> **Extrait cité**:
>>

Nucléaire : Naarea, le pari de l’impression 3D

Face aux défis climatiques et aux besoins croissants en électricité, une nouvelle génération d’acteurs veut bousculer les standards. Parmi eux, Naarea, une start-up française qui mise sur des micro-réacteurs modulaires fabriqués grâce à l’impression 3D.

L’objectif de Naarea : un nucléaire plus compact, plus flexible et capable de transformer les déchets radioactifs en carburant. Avec le soutien de Phoenix Manufacture, un spécialiste de la fabrication additive, l’entreprise passe à la vitesse supérieure et prépare l’industrialisation du XAMR, son réacteur à neutrons rapides.

<<

> **Tâches à réaliser**:
1/ Répondez, s'il vous plaît, à ces questions sur le texte consacré à Naarea.
(a) Quelle technique de fabrication Naarea utilise-t-elle pour ses micro-réacteurs ?
(b) Quel nom porte le réacteur de Naarea ?
(c) Quelle entreprise soutient Naarea, et dans quoi est-elle spécialisée ?
2/ Dites si chaque affirmation concorde avec le texte sur Naarea. Répondez par oui ou non en citant les mots du texte qui tranchent.
(a) Naarea est une start-up française.
(b) Le XAMR est un réacteur à neutrons lents.
(c) Naarea veut un nucléaire capable de transformer les déchets radioactifs en carburant.
3/ Donnez la suite du texte sur Naarea, à partir de sa dernière phrase.

> **Données fournies**:

>>

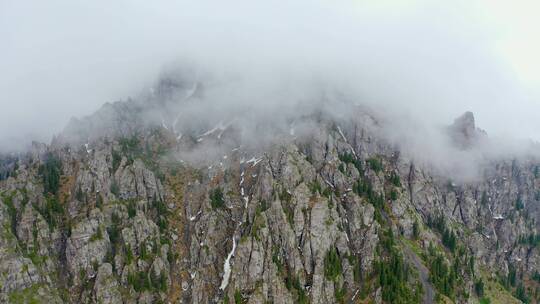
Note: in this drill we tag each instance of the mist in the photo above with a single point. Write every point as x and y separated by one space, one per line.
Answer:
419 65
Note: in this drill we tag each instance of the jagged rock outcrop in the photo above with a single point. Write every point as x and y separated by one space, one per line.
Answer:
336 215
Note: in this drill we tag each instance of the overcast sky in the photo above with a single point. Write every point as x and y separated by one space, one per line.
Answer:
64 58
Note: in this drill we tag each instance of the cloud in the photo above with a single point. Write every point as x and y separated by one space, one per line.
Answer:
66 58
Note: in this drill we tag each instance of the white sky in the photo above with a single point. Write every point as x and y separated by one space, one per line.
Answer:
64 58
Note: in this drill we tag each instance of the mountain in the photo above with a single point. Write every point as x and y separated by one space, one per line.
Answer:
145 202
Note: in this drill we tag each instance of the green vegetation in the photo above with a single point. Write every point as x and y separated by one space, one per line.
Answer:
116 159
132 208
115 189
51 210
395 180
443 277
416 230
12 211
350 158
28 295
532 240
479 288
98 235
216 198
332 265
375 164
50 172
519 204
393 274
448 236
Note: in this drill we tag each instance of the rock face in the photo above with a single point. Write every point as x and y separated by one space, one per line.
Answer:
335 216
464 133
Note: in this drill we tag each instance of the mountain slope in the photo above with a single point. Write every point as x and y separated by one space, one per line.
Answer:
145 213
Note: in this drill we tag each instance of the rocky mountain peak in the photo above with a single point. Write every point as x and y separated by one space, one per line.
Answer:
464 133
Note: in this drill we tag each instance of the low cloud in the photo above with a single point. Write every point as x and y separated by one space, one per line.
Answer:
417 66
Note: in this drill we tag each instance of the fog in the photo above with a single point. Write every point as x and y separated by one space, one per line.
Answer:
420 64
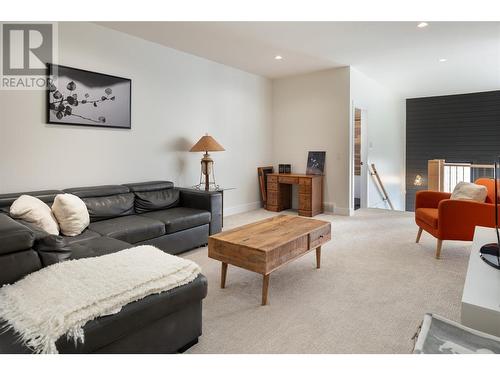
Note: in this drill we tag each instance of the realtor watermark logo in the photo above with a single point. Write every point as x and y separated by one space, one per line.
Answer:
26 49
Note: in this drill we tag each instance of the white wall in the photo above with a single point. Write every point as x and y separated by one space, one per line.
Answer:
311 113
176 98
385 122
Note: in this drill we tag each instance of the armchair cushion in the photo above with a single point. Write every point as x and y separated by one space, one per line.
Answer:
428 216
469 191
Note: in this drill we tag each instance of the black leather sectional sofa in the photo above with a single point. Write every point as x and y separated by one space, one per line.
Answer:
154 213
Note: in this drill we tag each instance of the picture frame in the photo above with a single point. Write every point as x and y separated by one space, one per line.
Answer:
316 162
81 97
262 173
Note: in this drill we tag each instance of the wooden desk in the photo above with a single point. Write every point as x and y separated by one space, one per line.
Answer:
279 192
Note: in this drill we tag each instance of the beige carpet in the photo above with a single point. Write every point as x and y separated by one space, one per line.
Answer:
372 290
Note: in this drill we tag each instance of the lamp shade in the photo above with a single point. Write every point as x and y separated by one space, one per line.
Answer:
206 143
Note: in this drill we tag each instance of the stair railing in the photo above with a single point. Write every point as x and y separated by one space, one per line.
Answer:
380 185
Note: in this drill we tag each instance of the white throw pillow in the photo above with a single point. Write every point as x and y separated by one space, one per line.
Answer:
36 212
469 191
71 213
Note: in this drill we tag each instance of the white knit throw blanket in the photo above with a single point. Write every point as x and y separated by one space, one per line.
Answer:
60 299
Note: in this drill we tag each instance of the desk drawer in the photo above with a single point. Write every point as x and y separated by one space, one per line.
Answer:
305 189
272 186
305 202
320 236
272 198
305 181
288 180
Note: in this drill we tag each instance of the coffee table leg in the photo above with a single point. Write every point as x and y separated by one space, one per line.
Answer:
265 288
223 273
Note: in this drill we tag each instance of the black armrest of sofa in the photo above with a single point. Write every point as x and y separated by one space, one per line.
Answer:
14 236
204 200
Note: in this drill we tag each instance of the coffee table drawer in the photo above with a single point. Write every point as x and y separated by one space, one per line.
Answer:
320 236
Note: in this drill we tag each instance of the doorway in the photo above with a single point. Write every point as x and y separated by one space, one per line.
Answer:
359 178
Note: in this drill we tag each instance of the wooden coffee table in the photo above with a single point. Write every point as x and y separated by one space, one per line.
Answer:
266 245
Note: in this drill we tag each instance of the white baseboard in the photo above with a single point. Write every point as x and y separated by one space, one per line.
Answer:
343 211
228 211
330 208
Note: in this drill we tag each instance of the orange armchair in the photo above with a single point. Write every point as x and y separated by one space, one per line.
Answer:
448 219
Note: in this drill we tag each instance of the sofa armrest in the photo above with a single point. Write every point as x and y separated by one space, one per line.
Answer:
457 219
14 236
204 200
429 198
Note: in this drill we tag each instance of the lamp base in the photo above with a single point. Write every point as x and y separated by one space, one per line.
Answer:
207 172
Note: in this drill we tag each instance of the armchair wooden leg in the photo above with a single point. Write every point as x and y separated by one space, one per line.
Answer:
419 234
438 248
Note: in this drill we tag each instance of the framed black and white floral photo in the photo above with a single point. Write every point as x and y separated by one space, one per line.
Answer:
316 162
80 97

<<
>>

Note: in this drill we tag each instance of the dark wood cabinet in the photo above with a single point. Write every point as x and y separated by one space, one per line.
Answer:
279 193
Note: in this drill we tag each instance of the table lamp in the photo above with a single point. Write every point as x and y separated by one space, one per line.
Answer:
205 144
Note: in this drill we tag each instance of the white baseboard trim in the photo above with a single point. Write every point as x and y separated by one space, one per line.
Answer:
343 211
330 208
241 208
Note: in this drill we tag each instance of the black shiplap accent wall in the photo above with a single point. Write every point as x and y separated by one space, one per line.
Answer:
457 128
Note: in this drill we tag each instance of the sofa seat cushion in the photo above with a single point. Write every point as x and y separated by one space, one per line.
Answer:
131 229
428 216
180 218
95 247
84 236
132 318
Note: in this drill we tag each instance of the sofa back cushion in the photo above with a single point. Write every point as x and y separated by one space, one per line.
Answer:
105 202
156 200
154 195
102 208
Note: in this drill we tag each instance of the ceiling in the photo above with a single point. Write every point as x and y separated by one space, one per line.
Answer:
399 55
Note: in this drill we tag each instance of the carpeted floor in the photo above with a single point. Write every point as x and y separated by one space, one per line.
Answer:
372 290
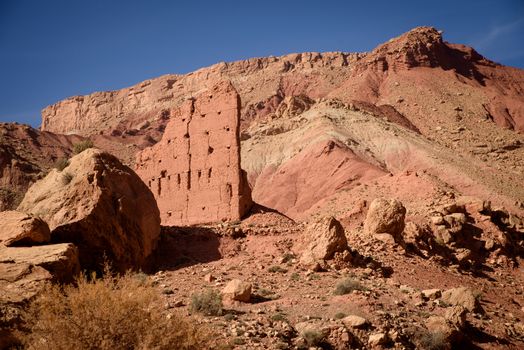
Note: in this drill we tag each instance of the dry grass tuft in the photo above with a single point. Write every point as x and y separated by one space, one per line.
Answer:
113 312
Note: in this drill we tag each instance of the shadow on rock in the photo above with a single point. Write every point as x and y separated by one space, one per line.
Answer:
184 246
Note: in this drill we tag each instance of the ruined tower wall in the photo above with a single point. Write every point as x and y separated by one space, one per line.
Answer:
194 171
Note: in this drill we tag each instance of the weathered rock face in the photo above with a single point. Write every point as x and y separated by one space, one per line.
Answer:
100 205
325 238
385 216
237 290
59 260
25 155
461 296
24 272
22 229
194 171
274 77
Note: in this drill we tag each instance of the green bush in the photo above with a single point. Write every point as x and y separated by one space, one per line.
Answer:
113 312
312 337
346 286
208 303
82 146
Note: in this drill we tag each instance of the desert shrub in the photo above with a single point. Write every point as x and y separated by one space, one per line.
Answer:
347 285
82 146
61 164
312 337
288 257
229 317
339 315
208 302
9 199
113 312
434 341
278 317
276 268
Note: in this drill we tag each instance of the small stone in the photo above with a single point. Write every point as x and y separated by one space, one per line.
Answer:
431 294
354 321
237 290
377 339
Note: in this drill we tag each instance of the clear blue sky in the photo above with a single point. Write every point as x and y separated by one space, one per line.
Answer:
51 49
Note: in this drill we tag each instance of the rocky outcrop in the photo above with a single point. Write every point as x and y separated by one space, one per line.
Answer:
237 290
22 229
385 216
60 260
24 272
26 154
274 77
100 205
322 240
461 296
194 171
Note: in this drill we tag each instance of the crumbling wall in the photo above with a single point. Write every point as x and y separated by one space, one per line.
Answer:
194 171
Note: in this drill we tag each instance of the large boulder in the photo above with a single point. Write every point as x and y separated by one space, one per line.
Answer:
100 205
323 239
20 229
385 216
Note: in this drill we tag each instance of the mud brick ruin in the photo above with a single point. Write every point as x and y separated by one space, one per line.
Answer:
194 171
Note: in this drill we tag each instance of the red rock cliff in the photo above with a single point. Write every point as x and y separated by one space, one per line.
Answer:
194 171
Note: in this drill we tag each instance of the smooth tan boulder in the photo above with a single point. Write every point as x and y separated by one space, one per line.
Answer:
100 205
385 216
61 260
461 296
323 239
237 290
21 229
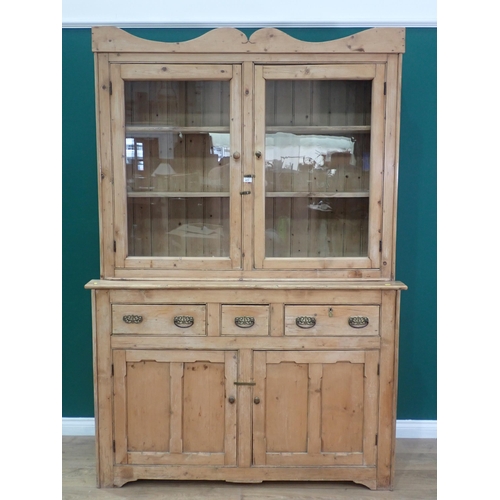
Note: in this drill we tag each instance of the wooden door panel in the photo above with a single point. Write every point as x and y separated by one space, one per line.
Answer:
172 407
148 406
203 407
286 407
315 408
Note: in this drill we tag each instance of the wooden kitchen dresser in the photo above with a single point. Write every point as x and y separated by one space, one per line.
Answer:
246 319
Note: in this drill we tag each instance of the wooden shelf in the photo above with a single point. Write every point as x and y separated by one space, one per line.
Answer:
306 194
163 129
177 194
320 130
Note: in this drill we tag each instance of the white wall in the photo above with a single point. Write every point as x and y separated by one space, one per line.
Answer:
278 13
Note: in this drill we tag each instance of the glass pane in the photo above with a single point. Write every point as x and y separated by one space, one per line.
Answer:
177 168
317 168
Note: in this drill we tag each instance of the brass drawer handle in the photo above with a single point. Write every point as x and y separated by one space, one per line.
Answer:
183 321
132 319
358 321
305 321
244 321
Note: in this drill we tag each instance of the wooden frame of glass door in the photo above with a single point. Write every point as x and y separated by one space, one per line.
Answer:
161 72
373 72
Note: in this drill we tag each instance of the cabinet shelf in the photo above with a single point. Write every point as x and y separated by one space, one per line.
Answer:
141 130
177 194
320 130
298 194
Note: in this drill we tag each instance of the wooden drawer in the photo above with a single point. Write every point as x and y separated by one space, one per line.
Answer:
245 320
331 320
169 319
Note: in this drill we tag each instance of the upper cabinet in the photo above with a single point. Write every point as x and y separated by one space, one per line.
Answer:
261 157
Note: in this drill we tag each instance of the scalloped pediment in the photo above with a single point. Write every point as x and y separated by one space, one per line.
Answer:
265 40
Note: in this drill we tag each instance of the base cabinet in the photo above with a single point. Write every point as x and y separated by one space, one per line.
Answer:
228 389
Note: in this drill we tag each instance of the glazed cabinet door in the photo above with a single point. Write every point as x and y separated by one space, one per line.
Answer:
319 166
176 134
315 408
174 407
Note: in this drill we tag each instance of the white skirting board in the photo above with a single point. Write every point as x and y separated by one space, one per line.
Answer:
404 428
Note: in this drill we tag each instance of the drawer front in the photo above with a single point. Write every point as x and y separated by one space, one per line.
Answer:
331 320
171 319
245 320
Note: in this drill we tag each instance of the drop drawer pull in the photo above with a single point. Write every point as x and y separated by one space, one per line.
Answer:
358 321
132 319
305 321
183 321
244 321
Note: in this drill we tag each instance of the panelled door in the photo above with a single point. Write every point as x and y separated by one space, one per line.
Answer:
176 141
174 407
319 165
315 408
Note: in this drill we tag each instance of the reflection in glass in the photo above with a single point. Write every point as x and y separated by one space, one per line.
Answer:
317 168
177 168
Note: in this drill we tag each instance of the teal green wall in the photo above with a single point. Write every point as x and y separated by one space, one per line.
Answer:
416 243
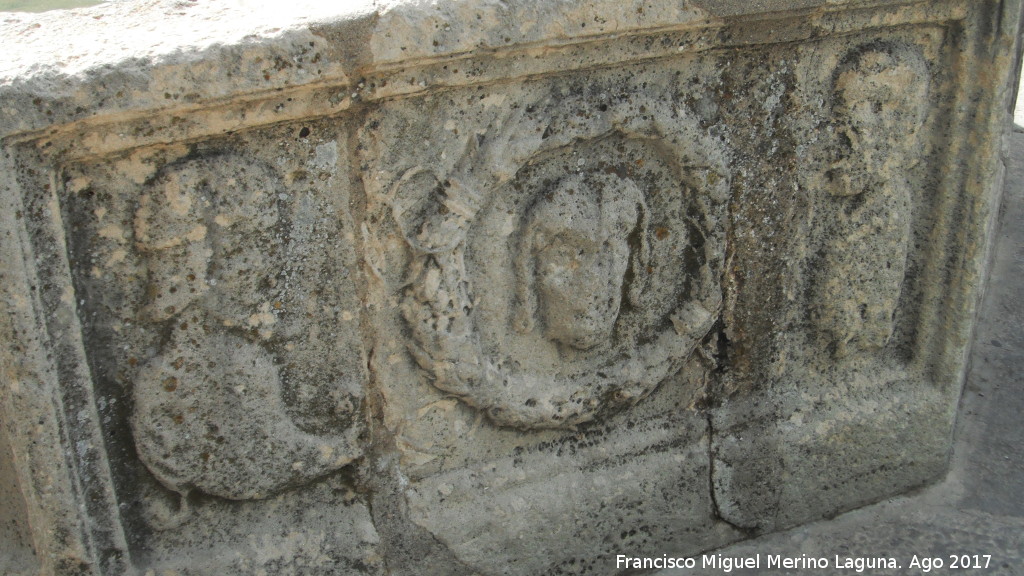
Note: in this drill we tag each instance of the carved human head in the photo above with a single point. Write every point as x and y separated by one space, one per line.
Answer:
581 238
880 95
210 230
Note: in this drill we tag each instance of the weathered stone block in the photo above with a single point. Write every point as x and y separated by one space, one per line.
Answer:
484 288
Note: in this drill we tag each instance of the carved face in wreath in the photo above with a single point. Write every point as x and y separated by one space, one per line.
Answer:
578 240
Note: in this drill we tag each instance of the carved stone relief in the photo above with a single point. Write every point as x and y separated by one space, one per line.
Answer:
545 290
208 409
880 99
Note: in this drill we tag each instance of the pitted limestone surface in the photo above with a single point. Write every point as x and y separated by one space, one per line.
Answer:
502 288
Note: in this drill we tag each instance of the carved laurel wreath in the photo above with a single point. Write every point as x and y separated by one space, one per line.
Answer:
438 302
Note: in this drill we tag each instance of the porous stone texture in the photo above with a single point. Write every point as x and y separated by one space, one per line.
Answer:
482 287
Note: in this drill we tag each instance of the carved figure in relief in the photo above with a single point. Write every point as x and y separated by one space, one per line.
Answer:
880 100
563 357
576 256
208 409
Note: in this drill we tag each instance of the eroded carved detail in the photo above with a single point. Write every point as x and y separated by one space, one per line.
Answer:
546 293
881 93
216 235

<<

> **Exercices corrigés**:
1/
(a) L'impression 3D.
(b) Le XAMR.
(c) Phoenix Manufacture, spécialiste de la fabrication additive.

2/
(a) Oui : « une start-up française qui mise sur des micro-réacteurs modulaires ».
(b) Non : « son réacteur à neutrons rapides ».
(c) Oui : « capable de transformer les déchets radioactifs en carburant ».

3/
Un réacteur imprimé en 3D pour un nucléaire plus agile

Naarea s’attaque à l’un des grands défis énergétiques du siècle : faire du nucléaire une source d’énergie propre et adaptable. Son XAMR (eXtra Advanced Modular Reactor) repose sur une technologie de sels fondus et de neutrons rapides, capable de recycler des déchets nucléaires en combustible. Une innovation qui pourrait non seulement réduire la quantité de déchets radioactifs, mais aussi offrir une énergie décarbonée et compétitive.

Le XAMR est conçu pour produire 40 MWe d’électricité et 80 MWt de chaleur, avec une température de fonctionnement d’environ 700°C, le tout sans pression excessive. Son atout majeur ? Il fonctionne avec du combustible recyclé et du thorium, valorisant ainsi des déchets à longue durée de vie.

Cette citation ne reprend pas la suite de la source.